:: Kutipan yang Diberikan ::
####
Sumber: Liputan6.com

September hitam, sebuah momentum sebagai sarana merawat ingatan terhadap kasus-kasus pelanggaran HAM berat oleh negara. Tragedi tragis dan kelam kerap kali terjadi dan menghantui bulan yang lekat akan kelegamannya ini. Dimulai dari peristiwa yang selalu masuk ke dalam catatan sejarah, yakni G30S PKI. Pada tahun 1965, kejadian yang cukup menggegerkan kondisi negeri pada saat itu, dugaan terhadap negara turut andil dalam korban pembantaian tujuh jenderal masih terus menjadi konspirasi besar hingga kini, ditambah dengan campur tangan negara dalam upaya pemberian doktrin melalui penayangan film yang mengangkat peristiwa tersebut. 

Selanjutnya tragedi Tanjung Priok pada 12 September 1984 yang lagi-lagi mencerminkan tindakan-tindakan pelanggaran HAM. Persoalan mengenai adanya supremasi ideologi menimbulkan penolakan dari beberapa pihak hingga melayangkan protes dan agenda mengkritik pemerintahan saat itu, sampai kemudian menimbulkan kegeraman dan memicu kerusuhan yang mengakibatkan adanya korban jiwa. Lalu, peristiwa Semanggi II pada 24 September 1999, ketika mahasiswa berdemonstrasi menentang RUU Penanggulangan Keadaan Bahaya (PKB) dan tuntutan mencabut dwifungsi ABRI/TNI, aksi ini menunjukkan adanya tindakan represifitas aparat terhadap massa aksi hingga timbulnya serangan yang menewaskan beberapa mahasiswa.
####
:: Data Tercatat ::

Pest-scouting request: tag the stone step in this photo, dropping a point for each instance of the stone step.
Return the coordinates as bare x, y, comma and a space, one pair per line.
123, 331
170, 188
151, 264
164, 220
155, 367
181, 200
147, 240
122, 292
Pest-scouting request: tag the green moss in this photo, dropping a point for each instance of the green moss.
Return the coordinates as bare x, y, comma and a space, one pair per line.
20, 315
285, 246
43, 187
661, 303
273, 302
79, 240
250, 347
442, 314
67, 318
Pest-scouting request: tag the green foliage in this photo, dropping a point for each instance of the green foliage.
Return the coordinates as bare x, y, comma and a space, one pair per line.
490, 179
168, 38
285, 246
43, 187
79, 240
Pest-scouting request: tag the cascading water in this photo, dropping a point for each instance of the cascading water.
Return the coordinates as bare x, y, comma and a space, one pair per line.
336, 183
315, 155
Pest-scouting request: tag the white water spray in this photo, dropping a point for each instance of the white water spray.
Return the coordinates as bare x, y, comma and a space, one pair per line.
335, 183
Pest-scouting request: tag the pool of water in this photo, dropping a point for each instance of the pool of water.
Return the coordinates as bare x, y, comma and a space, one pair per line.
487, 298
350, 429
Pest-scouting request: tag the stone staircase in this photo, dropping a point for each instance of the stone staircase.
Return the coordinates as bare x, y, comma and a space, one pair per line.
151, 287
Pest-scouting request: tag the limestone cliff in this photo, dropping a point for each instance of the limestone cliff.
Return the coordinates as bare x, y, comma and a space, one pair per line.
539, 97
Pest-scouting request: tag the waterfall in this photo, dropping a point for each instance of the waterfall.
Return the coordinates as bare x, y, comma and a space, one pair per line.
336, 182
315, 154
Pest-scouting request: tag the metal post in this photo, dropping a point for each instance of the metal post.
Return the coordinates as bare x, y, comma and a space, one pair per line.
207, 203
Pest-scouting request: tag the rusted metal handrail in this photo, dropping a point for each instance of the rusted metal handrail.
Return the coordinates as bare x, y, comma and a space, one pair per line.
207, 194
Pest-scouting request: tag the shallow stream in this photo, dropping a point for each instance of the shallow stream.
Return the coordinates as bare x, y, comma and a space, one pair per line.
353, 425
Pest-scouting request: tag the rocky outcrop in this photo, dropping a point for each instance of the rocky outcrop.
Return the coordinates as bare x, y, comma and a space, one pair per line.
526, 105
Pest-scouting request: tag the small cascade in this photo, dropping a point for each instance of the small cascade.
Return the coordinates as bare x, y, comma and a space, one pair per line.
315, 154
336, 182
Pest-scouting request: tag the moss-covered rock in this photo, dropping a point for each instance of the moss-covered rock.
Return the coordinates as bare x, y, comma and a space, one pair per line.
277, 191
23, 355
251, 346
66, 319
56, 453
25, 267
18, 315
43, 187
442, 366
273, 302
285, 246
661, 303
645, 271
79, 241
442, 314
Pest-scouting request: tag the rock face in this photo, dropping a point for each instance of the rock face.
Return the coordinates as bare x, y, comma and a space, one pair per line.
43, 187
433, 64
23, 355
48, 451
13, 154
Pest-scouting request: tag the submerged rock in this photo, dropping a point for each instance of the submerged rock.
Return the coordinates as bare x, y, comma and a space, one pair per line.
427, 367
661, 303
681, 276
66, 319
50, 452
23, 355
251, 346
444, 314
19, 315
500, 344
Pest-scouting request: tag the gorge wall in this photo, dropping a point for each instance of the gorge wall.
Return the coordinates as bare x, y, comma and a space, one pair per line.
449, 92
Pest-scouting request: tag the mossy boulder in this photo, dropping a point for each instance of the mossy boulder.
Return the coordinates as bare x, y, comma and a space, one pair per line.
####
:: Petunjuk Kerja ::
a) Ringkas paragraf dalam teks tentang September hitam yang diawali "Selanjutnya tragedi Tanjung Priok" menjadi daftar berbutir, dengan tetap memuat fakta utamanya.
b) Lanjutkan teks tentang September hitam, mulai sesudah kalimat terakhirnya.
Item-item itu sama sekali tidak dipakai di sini.

:: Jawaban Tiap Tugas ::
a)
- Tragedi Tanjung Priok (12 September 1984) mencerminkan pelanggaran HAM. Persoalan supremasi ideologi memicu penolakan, protes, dan kritik terhadap pemerintah. Keadaan ini berujung pada kerusuhan yang menelan korban jiwa.
- Peristiwa Semanggi II (24 September 1999) terjadi saat mahasiswa berdemonstrasi menentang RUU Penanggulangan Keadaan Bahaya (PKB) dan menuntut pencabutan dwifungsi ABRI/TNI. Aparat bertindak represif, dan serangan yang terjadi menewaskan beberapa mahasiswa.

b)
Tak lupa, kasus pembunuhan aktivis HAM, Munir Said Thalib dengan kronologi diracun di udara pada 7 September 2004 menambah catatan hitam negara dalam peringatan bulan penuh kekelaman ini. Hal-hal yang menjadi misteri dibalik kasus penuh kejanggalan ini masih belum tersingkap kepada publik. Hal serupa terkait pembunuhan aktivis terlihat pada kasus Salim Kancil sang aktivis lingkungan pada 26 September 2015, seorang petani yang dibunuh karena menolak tambang pasir di desanya tempat ia tinggal. 

Ditambah lagi, kasus serupa dengan represifitas pada aksi massa demonstrasi pun menambah catatan peristiwa september hitam ini, tepatnya pada 5 tahun silam yakni 23-30 September 2019 melibatkan aksi besar mahasiswa dari setiap penjuru universitas, turun ke jalan dalam aksi menuntut revisi Undang-Undang Komisi Pemberantasan Korupsi (UU KPK) dan menolak sejumlah Rancangan Undang-Undang (RUU) bermasalah. 

Lalu, teruntuk duka mendalam keluarga korban serta orang-orang yang menaruh perhatian terhadap peristiwa-peristiwa yang selalu diusung dalam peringatan “September Hitam” ini, bagaimana negara serta pemerintah kita dalam menyikapinya?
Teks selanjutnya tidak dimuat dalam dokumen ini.